**Supplied records**
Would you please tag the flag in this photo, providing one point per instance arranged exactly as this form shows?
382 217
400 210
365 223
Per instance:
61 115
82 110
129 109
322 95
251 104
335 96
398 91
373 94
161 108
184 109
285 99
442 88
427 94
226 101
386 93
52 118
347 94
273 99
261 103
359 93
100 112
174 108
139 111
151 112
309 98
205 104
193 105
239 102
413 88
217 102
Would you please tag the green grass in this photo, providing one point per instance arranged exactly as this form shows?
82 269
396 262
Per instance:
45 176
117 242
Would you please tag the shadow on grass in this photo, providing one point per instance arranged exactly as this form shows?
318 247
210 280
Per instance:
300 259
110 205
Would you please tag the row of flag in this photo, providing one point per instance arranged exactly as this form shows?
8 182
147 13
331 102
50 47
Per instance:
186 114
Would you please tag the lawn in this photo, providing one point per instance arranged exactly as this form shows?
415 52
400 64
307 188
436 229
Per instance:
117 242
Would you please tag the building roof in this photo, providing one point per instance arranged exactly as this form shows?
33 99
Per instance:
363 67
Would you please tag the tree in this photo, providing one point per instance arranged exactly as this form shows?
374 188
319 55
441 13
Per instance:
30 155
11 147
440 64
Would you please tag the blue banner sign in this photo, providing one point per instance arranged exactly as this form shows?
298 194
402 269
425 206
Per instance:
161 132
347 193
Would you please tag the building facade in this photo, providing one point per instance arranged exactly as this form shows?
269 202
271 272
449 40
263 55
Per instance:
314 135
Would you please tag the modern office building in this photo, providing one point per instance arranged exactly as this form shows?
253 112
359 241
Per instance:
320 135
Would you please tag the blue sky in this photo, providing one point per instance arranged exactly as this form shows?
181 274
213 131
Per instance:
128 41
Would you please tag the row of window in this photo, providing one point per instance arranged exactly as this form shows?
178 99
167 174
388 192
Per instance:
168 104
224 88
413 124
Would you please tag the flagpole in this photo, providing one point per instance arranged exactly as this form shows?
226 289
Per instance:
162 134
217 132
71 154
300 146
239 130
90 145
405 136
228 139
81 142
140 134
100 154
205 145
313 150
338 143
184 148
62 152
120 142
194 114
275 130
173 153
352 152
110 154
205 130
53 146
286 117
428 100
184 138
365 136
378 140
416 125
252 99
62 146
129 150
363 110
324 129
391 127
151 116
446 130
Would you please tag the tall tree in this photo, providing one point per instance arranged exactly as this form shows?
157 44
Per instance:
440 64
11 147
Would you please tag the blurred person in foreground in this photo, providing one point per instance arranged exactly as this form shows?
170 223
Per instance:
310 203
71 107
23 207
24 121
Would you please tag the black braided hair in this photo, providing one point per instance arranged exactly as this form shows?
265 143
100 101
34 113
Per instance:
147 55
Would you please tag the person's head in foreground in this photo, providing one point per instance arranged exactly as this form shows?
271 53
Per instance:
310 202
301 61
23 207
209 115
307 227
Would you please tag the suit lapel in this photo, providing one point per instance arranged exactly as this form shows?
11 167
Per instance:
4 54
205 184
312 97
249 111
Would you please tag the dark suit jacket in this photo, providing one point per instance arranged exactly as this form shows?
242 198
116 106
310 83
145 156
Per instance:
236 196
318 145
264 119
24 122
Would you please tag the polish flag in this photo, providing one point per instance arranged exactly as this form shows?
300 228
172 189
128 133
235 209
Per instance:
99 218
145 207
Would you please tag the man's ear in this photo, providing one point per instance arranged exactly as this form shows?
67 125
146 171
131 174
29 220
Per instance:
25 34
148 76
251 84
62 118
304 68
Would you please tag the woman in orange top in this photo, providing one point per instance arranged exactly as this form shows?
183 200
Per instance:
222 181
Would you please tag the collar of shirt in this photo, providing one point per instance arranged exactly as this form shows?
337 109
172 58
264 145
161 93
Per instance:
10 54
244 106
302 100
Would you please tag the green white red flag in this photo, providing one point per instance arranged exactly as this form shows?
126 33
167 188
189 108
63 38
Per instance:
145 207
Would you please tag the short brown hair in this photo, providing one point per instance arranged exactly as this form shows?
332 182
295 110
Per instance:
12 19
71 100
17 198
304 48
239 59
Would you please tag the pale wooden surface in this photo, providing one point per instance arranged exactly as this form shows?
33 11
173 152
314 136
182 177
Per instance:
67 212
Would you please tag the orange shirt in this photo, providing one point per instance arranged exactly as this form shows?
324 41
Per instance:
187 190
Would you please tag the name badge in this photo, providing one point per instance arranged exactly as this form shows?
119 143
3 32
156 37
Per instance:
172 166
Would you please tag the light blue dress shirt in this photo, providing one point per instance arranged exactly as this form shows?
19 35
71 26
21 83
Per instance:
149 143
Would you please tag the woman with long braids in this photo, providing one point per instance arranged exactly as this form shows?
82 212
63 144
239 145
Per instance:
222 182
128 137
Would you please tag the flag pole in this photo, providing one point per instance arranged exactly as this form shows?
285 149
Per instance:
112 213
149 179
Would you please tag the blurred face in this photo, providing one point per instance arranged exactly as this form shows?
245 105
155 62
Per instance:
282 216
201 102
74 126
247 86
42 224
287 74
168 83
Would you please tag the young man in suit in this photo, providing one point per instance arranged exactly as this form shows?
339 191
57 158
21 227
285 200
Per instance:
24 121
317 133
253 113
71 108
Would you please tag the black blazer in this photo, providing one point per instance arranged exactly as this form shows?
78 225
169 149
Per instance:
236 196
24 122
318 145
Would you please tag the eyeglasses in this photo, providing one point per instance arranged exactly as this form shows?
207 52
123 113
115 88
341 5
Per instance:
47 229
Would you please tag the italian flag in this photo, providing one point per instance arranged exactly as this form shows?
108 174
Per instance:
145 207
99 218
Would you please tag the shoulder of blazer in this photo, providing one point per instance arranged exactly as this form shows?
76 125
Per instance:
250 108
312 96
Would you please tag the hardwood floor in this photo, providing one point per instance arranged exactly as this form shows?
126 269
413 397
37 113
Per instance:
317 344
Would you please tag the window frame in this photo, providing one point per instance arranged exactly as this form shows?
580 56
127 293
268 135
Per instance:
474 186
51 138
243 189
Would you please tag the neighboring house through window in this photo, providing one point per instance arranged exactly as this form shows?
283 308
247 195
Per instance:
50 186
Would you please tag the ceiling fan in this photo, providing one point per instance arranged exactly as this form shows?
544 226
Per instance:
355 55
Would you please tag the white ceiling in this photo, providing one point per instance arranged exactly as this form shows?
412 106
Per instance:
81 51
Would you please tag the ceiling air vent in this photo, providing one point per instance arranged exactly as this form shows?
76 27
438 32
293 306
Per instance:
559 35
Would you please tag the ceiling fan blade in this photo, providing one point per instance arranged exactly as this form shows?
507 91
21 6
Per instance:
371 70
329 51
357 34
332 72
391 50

--

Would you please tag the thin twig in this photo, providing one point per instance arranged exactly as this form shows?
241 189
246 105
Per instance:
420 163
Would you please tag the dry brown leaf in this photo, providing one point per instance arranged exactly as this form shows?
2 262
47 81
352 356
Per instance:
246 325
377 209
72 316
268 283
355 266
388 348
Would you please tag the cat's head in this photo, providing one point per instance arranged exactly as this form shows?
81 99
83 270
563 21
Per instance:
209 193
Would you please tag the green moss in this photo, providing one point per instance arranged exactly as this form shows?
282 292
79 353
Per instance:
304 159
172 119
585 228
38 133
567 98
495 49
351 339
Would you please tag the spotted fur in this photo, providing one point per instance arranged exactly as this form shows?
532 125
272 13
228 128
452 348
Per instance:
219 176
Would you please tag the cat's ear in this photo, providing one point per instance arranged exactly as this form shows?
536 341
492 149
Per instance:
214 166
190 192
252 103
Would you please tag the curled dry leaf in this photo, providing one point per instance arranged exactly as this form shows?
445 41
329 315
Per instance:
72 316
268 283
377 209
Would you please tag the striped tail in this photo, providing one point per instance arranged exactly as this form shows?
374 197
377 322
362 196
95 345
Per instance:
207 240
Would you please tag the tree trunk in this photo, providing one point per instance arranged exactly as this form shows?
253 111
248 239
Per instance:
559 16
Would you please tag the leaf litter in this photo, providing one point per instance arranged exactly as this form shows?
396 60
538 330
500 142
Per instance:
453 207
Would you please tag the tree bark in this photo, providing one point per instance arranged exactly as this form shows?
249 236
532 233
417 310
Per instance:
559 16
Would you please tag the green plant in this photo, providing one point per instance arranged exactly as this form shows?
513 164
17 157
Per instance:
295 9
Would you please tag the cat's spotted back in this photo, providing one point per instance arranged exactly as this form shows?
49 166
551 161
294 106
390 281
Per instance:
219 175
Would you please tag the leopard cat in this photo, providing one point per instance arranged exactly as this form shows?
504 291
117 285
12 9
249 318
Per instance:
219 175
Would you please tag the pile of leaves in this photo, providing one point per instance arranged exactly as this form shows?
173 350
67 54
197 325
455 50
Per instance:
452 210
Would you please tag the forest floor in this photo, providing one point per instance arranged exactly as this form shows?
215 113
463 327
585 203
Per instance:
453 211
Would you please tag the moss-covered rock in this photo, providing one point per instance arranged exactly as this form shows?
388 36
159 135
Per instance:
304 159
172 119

* * *

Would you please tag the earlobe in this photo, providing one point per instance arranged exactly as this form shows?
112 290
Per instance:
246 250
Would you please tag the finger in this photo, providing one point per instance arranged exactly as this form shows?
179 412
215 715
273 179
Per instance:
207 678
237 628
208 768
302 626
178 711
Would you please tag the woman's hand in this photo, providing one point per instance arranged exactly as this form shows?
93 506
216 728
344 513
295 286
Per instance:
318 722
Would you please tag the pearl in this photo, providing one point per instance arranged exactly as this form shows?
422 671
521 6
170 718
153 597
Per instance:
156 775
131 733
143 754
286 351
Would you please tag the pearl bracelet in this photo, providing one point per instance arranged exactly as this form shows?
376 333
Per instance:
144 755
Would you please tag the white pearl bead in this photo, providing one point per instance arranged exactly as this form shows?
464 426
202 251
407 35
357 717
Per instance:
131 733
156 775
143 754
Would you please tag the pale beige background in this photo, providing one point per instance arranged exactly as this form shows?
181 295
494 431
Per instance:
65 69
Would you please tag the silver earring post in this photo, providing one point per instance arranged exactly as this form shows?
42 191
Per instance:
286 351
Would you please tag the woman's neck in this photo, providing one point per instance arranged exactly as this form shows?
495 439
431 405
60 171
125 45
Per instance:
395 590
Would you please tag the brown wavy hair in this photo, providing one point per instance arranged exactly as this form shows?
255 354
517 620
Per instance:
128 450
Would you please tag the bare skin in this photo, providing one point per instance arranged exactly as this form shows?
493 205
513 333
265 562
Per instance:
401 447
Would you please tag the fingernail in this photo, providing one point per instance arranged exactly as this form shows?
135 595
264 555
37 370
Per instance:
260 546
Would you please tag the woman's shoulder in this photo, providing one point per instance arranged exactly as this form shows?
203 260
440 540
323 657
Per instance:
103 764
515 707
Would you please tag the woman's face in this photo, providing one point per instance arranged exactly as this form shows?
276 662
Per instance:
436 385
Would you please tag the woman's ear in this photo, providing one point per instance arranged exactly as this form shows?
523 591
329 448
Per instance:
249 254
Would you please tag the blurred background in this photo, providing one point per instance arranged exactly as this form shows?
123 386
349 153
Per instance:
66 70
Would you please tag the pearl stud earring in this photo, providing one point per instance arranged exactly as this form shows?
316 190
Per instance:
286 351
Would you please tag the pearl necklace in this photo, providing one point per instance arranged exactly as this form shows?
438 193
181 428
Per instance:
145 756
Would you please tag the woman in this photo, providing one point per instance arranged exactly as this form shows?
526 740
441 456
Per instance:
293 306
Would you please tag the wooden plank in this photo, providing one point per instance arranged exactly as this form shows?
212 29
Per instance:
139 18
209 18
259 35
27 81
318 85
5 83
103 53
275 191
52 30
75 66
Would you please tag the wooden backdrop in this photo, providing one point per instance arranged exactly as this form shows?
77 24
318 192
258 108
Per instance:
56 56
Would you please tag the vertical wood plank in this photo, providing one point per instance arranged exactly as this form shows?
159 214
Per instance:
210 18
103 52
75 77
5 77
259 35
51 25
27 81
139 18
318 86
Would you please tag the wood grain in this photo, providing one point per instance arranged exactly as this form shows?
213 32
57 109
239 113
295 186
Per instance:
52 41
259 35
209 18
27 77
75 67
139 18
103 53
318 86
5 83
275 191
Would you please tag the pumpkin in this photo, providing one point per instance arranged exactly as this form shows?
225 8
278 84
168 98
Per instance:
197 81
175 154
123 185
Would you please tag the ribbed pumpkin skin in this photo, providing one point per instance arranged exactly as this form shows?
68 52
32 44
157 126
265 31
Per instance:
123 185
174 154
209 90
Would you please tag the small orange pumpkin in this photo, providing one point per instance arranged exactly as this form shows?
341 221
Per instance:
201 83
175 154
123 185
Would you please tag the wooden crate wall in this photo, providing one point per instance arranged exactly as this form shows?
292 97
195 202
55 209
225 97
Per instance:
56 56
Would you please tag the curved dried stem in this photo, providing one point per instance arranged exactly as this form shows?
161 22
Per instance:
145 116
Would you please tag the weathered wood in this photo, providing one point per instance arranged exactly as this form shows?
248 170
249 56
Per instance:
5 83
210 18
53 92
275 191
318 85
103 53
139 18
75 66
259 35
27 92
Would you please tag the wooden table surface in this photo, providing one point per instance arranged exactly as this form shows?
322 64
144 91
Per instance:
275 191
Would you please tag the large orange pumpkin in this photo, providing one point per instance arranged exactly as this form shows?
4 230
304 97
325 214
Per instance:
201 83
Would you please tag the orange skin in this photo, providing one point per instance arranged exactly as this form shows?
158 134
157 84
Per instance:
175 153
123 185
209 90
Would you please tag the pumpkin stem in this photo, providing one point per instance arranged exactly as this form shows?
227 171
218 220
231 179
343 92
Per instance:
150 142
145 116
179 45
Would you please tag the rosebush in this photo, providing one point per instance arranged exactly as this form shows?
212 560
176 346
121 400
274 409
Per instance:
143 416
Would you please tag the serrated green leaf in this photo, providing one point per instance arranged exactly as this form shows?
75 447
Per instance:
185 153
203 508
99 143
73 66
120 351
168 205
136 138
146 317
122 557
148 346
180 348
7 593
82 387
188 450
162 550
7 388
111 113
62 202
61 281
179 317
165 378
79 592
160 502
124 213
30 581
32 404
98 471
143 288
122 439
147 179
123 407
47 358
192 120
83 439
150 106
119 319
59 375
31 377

**Exercise prompt**
How many lines in the material above contain the string "suit"? Reply with the number alone.

**Exercise answer**
3